WORK TASK 1:
In the profile, which university awarded Ben Mos his PhD?
WORK TASK 2:
Reproduce the profile's wording starting with "Senior Lecturer in" and going on through "University of Queensland.".
WORK TASK 3:
Can you condense the paragraph of the profile that begins "Dr Ben Mos obtained his BSc" into a short bulleted list that keeps its main facts?

EXCERPT PROVIDED:
• • • • • • •

Dr Benjamin Mos

Senior Lecturer in Aquaculture Biol

School of the Environment
Faculty of Science
b.mos@uq.edu.au
+61 7 334 64588

Overview

Dr Ben Mos obtained his BSc (Hons) in Marine Science and Management from the University of New England, Armidale and his PhD from Southern Cross University, Coffs Harbour. Ben is an Aboriginal man of Turrbal descent. Ben completed a 3-year postdoctoral position at the National Marine Science Centre, Coffs Harbour, refining technologies he developed during his PhD to grow sea urchins as seafood, supporting Australia’s nascent export industry. He was appointed as a lecturer in marine sciences at Southern Cross University in 2019 where Ben worked in the School of Environmental Sciences for 3 years before continuing his academic career at The University of Queensland.

• • • • • • •

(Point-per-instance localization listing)
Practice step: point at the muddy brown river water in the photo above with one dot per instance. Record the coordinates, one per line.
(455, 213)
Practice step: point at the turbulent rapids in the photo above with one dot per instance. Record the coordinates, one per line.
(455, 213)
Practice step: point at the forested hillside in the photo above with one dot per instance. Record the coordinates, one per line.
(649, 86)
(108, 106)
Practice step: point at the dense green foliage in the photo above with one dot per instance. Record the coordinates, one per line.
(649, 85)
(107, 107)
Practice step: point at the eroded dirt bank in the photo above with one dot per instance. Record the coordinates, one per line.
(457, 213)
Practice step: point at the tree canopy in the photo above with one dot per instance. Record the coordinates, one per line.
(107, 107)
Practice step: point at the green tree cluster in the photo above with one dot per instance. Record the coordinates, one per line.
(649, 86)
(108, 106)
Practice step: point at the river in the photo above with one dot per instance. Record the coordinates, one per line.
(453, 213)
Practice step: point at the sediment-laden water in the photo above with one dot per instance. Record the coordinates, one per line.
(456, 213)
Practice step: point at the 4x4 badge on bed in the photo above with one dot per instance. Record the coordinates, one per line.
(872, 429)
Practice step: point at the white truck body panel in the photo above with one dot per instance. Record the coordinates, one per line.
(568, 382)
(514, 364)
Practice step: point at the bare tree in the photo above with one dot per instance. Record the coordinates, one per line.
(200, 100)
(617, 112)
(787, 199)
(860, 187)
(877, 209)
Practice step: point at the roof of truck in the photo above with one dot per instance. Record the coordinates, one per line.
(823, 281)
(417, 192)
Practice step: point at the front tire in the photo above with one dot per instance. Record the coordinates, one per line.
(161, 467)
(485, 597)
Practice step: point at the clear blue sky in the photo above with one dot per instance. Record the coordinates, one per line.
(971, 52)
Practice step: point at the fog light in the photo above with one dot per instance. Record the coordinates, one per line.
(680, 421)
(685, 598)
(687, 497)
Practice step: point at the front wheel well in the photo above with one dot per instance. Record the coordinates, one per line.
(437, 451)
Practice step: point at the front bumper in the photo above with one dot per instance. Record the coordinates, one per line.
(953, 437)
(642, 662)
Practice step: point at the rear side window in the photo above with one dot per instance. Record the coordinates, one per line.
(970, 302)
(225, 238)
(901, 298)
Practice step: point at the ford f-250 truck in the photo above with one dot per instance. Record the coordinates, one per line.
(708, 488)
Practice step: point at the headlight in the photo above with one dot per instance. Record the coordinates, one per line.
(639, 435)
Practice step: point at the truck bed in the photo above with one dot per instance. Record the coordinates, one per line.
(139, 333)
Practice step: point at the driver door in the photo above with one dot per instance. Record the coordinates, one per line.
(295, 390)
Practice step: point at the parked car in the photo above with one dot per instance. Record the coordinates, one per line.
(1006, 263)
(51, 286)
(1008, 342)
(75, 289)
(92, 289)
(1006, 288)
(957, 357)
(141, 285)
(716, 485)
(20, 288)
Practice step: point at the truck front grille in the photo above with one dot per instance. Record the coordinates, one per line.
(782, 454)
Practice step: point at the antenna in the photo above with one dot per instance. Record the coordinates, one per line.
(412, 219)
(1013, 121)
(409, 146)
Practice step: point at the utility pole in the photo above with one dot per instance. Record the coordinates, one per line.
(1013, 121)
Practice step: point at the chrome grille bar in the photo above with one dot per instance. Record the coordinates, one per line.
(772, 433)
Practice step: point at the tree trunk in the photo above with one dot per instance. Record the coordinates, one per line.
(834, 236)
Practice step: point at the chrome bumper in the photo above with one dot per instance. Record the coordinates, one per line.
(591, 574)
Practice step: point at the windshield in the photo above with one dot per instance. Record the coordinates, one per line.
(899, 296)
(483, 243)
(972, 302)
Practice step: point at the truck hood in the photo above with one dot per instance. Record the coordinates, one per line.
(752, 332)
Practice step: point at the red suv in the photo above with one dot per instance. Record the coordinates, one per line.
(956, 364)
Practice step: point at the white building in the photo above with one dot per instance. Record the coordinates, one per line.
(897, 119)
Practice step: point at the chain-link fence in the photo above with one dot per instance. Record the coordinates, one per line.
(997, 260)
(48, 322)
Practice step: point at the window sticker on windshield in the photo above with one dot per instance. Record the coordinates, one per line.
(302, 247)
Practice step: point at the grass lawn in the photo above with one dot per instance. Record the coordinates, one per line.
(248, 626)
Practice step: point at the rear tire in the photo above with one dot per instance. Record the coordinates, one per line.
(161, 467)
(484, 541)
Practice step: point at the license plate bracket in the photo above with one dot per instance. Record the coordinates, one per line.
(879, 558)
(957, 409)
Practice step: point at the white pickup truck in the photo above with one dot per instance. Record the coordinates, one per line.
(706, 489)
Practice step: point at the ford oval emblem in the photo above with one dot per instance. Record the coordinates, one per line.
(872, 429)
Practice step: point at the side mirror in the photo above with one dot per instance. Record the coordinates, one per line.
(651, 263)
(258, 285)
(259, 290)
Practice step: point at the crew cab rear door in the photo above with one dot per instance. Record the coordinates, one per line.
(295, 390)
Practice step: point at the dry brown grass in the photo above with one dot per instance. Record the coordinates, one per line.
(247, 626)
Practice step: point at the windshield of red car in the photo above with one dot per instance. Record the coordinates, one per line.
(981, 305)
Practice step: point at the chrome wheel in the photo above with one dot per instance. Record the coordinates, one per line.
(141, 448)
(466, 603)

• • • • • • •

ANSWER BOX 1:
Southern Cross University, Coffs Harbour.

ANSWER BOX 2:
Senior Lecturer in Aquaculture Biol

School of the Environment
Faculty of Science
b.mos@uq.edu.au
+61 7 334 64588

Overview

Dr Ben Mos obtained his BSc (Hons) in Marine Science and Management from the University of New England, Armidale and his PhD from Southern Cross University, Coffs Harbour. Ben is an Aboriginal man of Turrbal descent. Ben completed a 3-year postdoctoral position at the National Marine Science Centre, Coffs Harbour, refining technologies he developed during his PhD to grow sea urchins as seafood, supporting Australia’s nascent export industry. He was appointed as a lecturer in marine sciences at Southern Cross University in 2019 where Ben worked in the School of Environmental Sciences for 3 years before continuing his academic career at The University of Queensland.

ANSWER BOX 3:
- BSc (Hons) in Marine Science and Management, University of New England, Armidale
- PhD, Southern Cross University, Coffs Harbour
- Aboriginal man of Turrbal descent
- Completed a 3-year postdoctoral position at the National Marine Science Centre, Coffs Harbour, refining technologies from his PhD to grow sea urchins as seafood for Australia's nascent export industry
- Appointed lecturer in marine sciences at Southern Cross University in 2019 and worked there for 3 years in the School of Environmental Sciences
- Continued his academic career at The University of Queensland